-- Start Extract provided --
If growth were to continue at the same pace, enterprises had to make major adjustments by upgrading their management systems and committing themselves to additional R&D and value-added production financial investments few small- and medium-sized firms were prepared to make.
In similar situations, large-scale enterprises in other countries have generally assumed greater roles in the economy; The ROC will most likely not be an exception.
But small to medium-sized firms have been pivotal in Taiwan's development, and local Chinese are known to love being their own bosses. Thus, despite the transformation of domestic business structures, rising protectionism in foreign markets, and an appreciation of the NT dollar, many feisty small companies are holding their ground, and are even making big money.
Is it luck, privilege, intelligence, or a secret yet to be determined that gives these successful entrepreneurs their competitive edge? In the following story, staff writer Eugenia Yun examines the approaches of three successful local businessmen as they adjust to changing domestic and international markets.
With the "good old days" now receding rapidly into the past, the government and public wonder how the economy of the ROC can adjust to much tougher competition arising from businesses based elsewhere in Asia, such as Thailand, South Korea, Sri Lanka, and mainland China. The challenges posed by these economies strike at the heart of Taiwan's business structure.
Small and medium enterprises account for 70% of local jobs, 65% of export earnings, and 55% of the GNP.
Official statistics list about 700,000 small and medium enterprises in the ROC, which account for over 98 percent of the firms in the nation. These companies also represent 65 percent of Taiwan's export earnings, 55 percent of the GNP, and 70 percent of the job opportunities. Most are family operations, in the usual Chinese pattern. Labor-intensive and low-budget, for better or worse they represent the bedrock on which Taiwan's economic growth has been based.
The government's response to the new economic realities has been to encourage development of larger-scale enterprises with upgraded management systems, and to withdraw support from programs that encourage small-scale operations. But some local entrepreneurs are not about to give up. They take novel and bold approaches to the new challenges, and their actions are being closely watched by other businessmen interested in higher profitability—or just survival.
One model worth special attention is Jeff Huang, the 45-year-old head of Inter-Classico Ltd., a shoe manufacturing company that imports value-added leathers from France, Italy, Pakistan, Australia, and the U.S. Inter-Classico supplies two of its own local factories, as well as many others based on the island, and coordinates design and sales for two wholly-owned subsidiaries.
The company has just begun wholesaling finished imported goods to retailers. Annual sales are about US$430,000, and Inter-Classico is currently experiencing added success with sales of whole plant hardware and software systems for shoemaking to mainland China and various Southeast Asian nations.
-- End Extract provided --
-- Start Provided material --
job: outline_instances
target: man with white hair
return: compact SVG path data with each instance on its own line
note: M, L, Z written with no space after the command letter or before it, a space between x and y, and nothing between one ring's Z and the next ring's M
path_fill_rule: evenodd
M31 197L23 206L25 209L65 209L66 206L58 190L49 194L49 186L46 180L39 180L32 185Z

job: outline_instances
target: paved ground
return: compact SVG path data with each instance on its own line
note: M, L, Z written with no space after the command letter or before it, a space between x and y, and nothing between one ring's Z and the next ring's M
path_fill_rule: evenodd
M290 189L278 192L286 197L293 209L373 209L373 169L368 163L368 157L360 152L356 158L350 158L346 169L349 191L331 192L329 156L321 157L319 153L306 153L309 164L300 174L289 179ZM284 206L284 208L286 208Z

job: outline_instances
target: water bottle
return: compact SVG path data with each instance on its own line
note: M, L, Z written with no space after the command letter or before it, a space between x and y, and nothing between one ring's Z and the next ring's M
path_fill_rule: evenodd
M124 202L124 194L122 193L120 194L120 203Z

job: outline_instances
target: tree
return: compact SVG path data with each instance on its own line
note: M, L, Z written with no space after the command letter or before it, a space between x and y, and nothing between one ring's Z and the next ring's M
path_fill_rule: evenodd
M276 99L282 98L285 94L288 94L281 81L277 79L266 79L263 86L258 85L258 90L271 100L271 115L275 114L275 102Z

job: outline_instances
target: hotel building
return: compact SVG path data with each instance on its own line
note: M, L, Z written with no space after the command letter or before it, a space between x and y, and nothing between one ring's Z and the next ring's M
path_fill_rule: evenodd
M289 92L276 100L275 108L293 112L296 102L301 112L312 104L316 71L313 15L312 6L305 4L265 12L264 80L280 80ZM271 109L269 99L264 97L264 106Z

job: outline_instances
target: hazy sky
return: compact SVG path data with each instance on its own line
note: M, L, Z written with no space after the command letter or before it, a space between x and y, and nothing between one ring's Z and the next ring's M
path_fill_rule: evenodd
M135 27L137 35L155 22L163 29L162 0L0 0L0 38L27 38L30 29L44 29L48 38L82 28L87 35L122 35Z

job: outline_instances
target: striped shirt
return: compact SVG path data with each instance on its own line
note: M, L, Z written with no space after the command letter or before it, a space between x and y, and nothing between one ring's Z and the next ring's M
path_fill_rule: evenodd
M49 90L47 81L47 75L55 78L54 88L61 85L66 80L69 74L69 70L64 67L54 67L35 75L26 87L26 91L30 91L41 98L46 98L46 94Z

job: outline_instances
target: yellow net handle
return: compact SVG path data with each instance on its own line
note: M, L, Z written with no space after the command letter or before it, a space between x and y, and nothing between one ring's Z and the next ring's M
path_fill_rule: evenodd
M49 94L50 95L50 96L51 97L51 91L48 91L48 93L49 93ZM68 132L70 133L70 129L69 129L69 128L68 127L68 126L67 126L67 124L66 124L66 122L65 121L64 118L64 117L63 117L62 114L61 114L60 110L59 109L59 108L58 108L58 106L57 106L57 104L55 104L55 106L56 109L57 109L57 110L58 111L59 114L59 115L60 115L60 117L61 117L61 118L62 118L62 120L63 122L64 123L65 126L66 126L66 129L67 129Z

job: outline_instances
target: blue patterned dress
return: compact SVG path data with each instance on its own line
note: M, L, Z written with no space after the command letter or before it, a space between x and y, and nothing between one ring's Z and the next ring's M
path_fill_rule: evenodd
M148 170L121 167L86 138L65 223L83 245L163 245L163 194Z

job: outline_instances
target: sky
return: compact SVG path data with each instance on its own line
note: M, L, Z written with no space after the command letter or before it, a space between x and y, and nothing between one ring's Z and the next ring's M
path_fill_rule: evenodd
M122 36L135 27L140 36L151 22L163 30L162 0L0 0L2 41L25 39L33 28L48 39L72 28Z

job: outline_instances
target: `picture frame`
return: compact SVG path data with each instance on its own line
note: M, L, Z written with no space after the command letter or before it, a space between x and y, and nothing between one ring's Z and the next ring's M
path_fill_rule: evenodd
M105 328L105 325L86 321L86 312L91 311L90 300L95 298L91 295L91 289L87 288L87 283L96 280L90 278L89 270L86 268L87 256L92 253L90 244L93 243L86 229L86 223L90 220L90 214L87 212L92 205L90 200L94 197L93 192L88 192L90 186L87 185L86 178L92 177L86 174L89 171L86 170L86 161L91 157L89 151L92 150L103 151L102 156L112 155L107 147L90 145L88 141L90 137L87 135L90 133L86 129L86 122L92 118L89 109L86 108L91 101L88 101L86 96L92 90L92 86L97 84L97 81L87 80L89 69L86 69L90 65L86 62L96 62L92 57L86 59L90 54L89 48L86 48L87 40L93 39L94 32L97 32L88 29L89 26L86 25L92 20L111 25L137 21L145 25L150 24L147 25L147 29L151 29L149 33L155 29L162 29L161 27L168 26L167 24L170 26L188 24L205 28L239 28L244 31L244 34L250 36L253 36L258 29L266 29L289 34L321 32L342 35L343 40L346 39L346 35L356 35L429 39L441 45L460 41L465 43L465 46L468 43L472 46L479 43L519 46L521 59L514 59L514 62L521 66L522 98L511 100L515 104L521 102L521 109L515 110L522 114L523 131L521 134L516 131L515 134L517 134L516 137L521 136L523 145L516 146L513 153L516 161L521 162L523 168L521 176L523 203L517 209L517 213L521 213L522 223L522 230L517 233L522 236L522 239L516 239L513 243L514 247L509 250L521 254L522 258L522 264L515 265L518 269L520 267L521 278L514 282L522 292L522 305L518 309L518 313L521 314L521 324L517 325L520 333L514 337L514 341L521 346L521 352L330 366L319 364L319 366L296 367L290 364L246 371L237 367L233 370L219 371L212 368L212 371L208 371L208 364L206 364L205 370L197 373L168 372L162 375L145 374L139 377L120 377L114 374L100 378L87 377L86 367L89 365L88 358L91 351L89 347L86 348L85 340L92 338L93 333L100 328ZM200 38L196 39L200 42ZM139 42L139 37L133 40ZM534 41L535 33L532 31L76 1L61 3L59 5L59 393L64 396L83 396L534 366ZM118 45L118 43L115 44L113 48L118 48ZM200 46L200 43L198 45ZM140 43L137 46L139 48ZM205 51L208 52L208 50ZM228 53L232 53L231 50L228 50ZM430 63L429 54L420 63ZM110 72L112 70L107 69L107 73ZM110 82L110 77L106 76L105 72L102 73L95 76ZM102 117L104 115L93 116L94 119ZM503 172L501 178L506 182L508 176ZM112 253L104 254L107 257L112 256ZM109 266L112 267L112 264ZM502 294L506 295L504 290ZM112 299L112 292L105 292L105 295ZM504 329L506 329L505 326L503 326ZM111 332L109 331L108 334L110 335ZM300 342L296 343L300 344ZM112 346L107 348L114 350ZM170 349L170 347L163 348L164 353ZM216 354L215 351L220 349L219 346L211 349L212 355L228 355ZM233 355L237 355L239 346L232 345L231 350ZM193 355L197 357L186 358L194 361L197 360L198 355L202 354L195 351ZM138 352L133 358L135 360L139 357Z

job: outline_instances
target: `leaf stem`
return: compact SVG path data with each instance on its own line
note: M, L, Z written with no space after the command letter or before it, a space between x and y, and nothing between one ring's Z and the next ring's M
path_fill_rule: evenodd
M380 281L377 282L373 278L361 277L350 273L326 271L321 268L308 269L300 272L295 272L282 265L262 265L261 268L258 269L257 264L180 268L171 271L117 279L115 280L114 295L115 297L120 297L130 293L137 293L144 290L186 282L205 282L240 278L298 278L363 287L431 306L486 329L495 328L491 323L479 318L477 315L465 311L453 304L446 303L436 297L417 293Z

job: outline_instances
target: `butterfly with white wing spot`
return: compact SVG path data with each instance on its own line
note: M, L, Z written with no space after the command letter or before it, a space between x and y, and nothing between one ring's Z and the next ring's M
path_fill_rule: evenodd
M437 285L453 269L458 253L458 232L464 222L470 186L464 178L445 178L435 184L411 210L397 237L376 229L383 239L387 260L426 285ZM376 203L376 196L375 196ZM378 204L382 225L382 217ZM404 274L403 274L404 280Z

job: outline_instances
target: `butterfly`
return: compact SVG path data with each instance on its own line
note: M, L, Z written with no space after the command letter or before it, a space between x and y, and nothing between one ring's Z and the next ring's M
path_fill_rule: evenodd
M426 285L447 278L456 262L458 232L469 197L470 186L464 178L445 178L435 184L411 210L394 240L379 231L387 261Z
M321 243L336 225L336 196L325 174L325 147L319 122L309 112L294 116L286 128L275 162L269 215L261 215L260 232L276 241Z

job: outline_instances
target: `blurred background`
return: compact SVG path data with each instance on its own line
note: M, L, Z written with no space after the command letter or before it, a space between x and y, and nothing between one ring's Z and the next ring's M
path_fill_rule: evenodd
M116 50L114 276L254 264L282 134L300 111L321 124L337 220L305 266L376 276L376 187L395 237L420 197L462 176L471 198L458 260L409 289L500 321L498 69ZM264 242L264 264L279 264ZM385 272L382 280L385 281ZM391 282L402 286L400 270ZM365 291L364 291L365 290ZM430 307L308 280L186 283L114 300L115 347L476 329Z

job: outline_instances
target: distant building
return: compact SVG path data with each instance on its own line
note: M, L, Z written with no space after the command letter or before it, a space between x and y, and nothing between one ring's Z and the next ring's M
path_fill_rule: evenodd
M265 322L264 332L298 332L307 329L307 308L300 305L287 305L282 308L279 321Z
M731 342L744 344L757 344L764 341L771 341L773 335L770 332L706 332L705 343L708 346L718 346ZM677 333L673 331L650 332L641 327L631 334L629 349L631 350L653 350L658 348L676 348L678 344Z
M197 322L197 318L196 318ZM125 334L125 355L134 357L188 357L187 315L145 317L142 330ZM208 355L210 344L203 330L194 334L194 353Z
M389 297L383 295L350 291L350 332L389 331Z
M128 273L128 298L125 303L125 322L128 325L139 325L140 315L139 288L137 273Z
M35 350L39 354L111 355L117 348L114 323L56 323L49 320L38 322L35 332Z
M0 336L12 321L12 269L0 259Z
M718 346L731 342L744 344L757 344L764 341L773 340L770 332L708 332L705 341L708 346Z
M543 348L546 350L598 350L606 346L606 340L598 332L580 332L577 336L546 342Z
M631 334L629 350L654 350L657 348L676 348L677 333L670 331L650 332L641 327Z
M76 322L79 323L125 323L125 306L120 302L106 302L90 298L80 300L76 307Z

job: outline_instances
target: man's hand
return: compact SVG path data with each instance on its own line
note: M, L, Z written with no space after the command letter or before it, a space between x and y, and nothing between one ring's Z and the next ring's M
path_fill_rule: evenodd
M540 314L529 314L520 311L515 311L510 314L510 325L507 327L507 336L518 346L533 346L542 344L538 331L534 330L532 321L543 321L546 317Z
-- End Provided material --
Reproduce word for word the passage of the article on Taiwan's small and medium enterprises that begins with the words containing "If growth were" and ends with "making big money.". The records have no connection to the text.

If growth were to continue at the same pace, enterprises had to make major adjustments by upgrading their management systems and committing themselves to additional R&D and value-added production financial investments few small- and medium-sized firms were prepared to make.
In similar situations, large-scale enterprises in other countries have generally assumed greater roles in the economy; The ROC will most likely not be an exception.
But small to medium-sized firms have been pivotal in Taiwan's development, and local Chinese are known to love being their own bosses. Thus, despite the transformation of domestic business structures, rising protectionism in foreign markets, and an appreciation of the NT dollar, many feisty small companies are holding their ground, and are even making big money.